Data in this exercise:

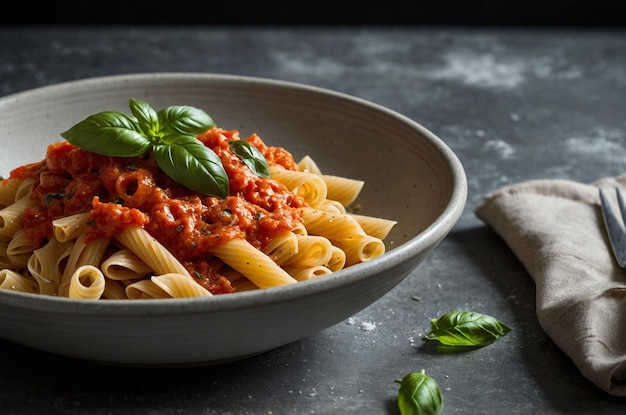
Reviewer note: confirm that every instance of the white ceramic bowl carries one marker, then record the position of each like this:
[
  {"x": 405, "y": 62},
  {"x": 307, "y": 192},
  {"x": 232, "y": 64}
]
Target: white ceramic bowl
[{"x": 410, "y": 175}]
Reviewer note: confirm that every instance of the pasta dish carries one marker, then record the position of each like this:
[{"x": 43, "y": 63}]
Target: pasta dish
[{"x": 85, "y": 225}]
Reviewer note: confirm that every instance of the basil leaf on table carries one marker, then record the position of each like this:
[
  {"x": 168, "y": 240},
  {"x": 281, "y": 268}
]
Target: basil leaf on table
[
  {"x": 466, "y": 328},
  {"x": 419, "y": 394}
]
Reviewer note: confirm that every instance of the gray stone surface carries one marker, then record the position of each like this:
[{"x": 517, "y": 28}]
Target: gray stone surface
[{"x": 514, "y": 104}]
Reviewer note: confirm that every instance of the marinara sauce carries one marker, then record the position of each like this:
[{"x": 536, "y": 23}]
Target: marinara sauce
[{"x": 121, "y": 191}]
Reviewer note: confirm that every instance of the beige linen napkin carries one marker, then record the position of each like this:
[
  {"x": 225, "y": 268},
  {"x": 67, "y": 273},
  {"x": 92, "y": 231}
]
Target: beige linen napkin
[{"x": 555, "y": 228}]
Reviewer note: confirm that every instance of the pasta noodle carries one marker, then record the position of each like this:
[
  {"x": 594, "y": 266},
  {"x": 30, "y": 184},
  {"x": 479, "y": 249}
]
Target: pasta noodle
[{"x": 120, "y": 229}]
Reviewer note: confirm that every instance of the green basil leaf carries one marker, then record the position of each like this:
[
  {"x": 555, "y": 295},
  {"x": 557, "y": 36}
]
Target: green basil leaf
[
  {"x": 466, "y": 328},
  {"x": 251, "y": 156},
  {"x": 192, "y": 164},
  {"x": 109, "y": 133},
  {"x": 419, "y": 394},
  {"x": 184, "y": 120},
  {"x": 147, "y": 118}
]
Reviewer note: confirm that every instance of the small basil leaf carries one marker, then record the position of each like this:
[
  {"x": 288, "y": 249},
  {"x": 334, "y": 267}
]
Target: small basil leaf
[
  {"x": 466, "y": 328},
  {"x": 109, "y": 133},
  {"x": 251, "y": 156},
  {"x": 192, "y": 164},
  {"x": 184, "y": 120},
  {"x": 419, "y": 394},
  {"x": 147, "y": 118}
]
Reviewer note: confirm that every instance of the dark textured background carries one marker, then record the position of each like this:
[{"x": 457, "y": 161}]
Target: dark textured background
[
  {"x": 580, "y": 13},
  {"x": 514, "y": 105}
]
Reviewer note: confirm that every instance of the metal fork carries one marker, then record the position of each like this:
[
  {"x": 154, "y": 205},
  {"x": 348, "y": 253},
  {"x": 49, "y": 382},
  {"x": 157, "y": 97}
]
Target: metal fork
[{"x": 614, "y": 228}]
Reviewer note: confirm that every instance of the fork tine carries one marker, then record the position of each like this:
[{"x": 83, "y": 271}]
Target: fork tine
[
  {"x": 614, "y": 228},
  {"x": 622, "y": 204}
]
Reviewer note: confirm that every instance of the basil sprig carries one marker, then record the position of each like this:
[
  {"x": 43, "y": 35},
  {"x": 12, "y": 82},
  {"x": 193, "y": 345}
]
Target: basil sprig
[
  {"x": 171, "y": 136},
  {"x": 419, "y": 394},
  {"x": 466, "y": 328}
]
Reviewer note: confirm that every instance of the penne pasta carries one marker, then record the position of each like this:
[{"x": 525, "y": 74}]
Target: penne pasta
[
  {"x": 86, "y": 283},
  {"x": 95, "y": 227}
]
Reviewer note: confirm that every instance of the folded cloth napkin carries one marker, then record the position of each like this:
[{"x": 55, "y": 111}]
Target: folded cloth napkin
[{"x": 556, "y": 230}]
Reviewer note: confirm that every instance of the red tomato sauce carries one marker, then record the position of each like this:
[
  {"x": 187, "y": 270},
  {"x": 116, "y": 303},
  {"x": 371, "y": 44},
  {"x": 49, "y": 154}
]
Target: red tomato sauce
[{"x": 121, "y": 191}]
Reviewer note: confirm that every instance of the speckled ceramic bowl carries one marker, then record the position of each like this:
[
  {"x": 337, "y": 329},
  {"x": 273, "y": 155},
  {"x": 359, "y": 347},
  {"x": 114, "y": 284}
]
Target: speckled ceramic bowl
[{"x": 410, "y": 175}]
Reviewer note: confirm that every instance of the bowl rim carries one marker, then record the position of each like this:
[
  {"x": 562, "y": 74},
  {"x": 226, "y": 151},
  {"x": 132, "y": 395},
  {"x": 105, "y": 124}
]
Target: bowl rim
[{"x": 257, "y": 298}]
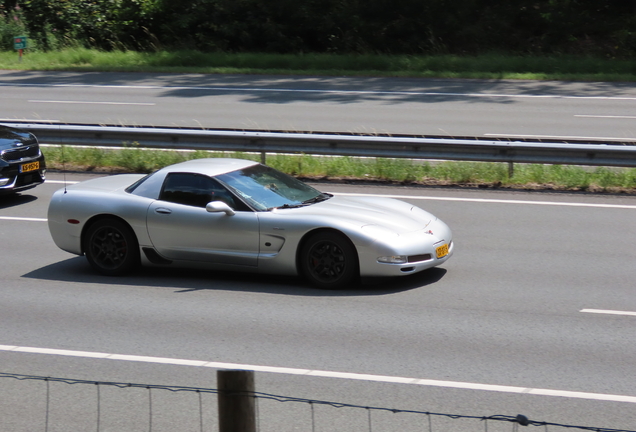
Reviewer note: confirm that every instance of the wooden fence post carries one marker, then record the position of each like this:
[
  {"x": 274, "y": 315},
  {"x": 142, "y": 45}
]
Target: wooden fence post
[{"x": 237, "y": 404}]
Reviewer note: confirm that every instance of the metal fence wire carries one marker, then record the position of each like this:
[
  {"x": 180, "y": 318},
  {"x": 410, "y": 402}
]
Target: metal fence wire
[{"x": 37, "y": 403}]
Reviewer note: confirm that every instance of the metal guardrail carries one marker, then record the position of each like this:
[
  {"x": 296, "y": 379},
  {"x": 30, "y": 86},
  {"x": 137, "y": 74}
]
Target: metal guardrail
[{"x": 566, "y": 153}]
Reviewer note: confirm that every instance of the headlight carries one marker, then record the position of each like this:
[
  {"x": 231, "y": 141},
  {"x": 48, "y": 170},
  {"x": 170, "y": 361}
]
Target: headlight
[{"x": 395, "y": 259}]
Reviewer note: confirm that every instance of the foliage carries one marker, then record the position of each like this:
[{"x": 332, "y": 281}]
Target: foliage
[{"x": 597, "y": 27}]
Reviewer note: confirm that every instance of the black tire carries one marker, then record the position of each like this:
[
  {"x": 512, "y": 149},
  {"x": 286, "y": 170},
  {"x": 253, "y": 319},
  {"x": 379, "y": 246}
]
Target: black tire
[
  {"x": 111, "y": 247},
  {"x": 328, "y": 260}
]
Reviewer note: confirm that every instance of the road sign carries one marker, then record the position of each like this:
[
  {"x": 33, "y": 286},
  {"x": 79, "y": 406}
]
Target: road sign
[{"x": 19, "y": 42}]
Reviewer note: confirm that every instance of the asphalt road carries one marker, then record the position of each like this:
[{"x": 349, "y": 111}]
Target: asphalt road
[
  {"x": 510, "y": 325},
  {"x": 488, "y": 108}
]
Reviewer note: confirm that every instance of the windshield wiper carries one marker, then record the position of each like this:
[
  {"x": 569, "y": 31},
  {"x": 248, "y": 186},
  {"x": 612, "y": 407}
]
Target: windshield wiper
[{"x": 318, "y": 198}]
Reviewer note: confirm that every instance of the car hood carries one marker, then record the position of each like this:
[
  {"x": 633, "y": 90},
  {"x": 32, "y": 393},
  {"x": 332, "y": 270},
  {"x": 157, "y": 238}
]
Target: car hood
[{"x": 397, "y": 216}]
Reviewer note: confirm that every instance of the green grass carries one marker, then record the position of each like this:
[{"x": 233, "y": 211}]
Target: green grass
[
  {"x": 492, "y": 66},
  {"x": 402, "y": 171}
]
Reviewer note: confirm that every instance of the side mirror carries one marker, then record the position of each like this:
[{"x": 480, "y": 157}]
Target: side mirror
[{"x": 219, "y": 207}]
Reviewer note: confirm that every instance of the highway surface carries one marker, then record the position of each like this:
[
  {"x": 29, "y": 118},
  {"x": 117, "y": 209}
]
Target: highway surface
[
  {"x": 535, "y": 314},
  {"x": 489, "y": 108}
]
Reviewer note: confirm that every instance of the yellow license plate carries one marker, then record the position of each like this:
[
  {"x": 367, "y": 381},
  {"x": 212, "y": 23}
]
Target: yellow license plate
[
  {"x": 30, "y": 166},
  {"x": 441, "y": 251}
]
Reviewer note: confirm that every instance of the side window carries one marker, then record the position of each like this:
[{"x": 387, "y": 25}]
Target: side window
[{"x": 196, "y": 190}]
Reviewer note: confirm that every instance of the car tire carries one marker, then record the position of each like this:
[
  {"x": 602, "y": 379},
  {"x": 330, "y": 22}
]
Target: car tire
[
  {"x": 329, "y": 260},
  {"x": 111, "y": 247}
]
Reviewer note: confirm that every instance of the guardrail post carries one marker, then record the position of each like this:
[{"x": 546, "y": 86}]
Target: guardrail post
[{"x": 237, "y": 412}]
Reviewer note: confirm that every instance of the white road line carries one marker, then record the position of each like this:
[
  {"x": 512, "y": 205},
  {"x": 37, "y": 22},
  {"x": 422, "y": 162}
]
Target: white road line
[
  {"x": 553, "y": 137},
  {"x": 494, "y": 201},
  {"x": 325, "y": 374},
  {"x": 599, "y": 116},
  {"x": 609, "y": 312},
  {"x": 29, "y": 120},
  {"x": 23, "y": 219},
  {"x": 60, "y": 182},
  {"x": 93, "y": 102}
]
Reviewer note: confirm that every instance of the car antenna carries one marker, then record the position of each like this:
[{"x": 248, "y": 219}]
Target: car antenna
[{"x": 63, "y": 166}]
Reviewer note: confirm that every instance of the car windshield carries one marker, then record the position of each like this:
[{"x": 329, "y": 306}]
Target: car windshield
[{"x": 264, "y": 188}]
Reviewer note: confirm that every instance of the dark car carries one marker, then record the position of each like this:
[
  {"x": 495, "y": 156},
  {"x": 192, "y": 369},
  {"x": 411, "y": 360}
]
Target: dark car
[{"x": 22, "y": 164}]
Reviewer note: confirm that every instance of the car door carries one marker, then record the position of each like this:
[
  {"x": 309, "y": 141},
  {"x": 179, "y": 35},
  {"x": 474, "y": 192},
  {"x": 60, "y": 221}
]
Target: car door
[{"x": 180, "y": 227}]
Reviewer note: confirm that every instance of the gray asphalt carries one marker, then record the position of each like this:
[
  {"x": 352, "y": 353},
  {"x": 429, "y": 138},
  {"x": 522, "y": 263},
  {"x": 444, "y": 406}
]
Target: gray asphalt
[
  {"x": 385, "y": 105},
  {"x": 504, "y": 311}
]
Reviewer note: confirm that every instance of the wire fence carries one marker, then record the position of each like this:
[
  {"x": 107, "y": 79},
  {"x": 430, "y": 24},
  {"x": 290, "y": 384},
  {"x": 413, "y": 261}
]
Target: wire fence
[{"x": 46, "y": 404}]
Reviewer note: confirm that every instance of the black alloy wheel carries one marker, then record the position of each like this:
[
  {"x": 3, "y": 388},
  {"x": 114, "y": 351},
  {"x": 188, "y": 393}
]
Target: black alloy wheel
[
  {"x": 111, "y": 247},
  {"x": 329, "y": 261}
]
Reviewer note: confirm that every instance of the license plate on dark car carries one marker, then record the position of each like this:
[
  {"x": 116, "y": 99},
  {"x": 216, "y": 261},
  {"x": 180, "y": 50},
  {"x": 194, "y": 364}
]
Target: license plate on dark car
[{"x": 32, "y": 166}]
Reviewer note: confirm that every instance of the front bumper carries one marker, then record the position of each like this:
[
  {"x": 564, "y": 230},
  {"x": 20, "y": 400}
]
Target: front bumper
[{"x": 13, "y": 180}]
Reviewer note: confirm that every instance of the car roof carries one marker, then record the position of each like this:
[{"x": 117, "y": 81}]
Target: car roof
[{"x": 210, "y": 166}]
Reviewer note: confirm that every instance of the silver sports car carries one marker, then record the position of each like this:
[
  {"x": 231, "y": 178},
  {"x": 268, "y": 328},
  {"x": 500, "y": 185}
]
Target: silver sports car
[{"x": 234, "y": 214}]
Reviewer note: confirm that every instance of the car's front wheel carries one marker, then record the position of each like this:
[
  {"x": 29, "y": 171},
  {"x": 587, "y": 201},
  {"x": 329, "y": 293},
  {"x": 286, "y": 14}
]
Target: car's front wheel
[
  {"x": 111, "y": 247},
  {"x": 329, "y": 261}
]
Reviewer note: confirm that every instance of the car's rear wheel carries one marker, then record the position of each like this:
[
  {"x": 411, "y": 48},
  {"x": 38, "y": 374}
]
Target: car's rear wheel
[
  {"x": 111, "y": 247},
  {"x": 329, "y": 261}
]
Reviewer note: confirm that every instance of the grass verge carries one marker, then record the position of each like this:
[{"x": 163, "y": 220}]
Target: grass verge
[
  {"x": 490, "y": 66},
  {"x": 395, "y": 171}
]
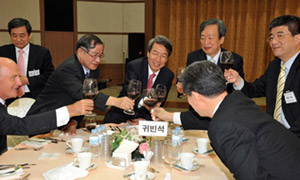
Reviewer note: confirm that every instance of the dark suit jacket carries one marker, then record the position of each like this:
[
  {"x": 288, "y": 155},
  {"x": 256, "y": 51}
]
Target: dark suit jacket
[
  {"x": 39, "y": 59},
  {"x": 266, "y": 85},
  {"x": 190, "y": 119},
  {"x": 251, "y": 143},
  {"x": 138, "y": 69},
  {"x": 12, "y": 125},
  {"x": 64, "y": 87}
]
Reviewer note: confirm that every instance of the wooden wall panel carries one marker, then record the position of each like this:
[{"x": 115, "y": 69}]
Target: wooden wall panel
[{"x": 60, "y": 44}]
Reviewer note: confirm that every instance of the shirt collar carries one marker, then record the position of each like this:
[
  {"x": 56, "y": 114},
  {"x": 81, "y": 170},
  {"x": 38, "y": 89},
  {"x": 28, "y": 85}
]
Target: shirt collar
[
  {"x": 25, "y": 49},
  {"x": 2, "y": 101},
  {"x": 216, "y": 57},
  {"x": 290, "y": 62}
]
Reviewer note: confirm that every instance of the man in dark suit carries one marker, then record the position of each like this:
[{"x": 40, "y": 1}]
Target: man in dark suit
[
  {"x": 64, "y": 86},
  {"x": 159, "y": 49},
  {"x": 37, "y": 61},
  {"x": 11, "y": 83},
  {"x": 283, "y": 104},
  {"x": 212, "y": 35},
  {"x": 248, "y": 141}
]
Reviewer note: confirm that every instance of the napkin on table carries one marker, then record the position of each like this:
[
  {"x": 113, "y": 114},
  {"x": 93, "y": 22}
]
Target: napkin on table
[{"x": 66, "y": 172}]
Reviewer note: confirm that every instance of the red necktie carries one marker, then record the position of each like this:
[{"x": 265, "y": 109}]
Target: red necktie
[
  {"x": 150, "y": 81},
  {"x": 21, "y": 65}
]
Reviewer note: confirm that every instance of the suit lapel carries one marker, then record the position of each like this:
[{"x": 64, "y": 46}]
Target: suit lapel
[{"x": 292, "y": 73}]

Task description: Reproduce, without any change, the lines from the one containing "Reviewer note: confirm that every instance of the suit" through the end of the records, inclusive.

Answer:
Reviewer note: confirm that every instance of the suit lapel carries one marker, then record the position of each like this:
[{"x": 64, "y": 46}]
Target: suit lapel
[{"x": 292, "y": 73}]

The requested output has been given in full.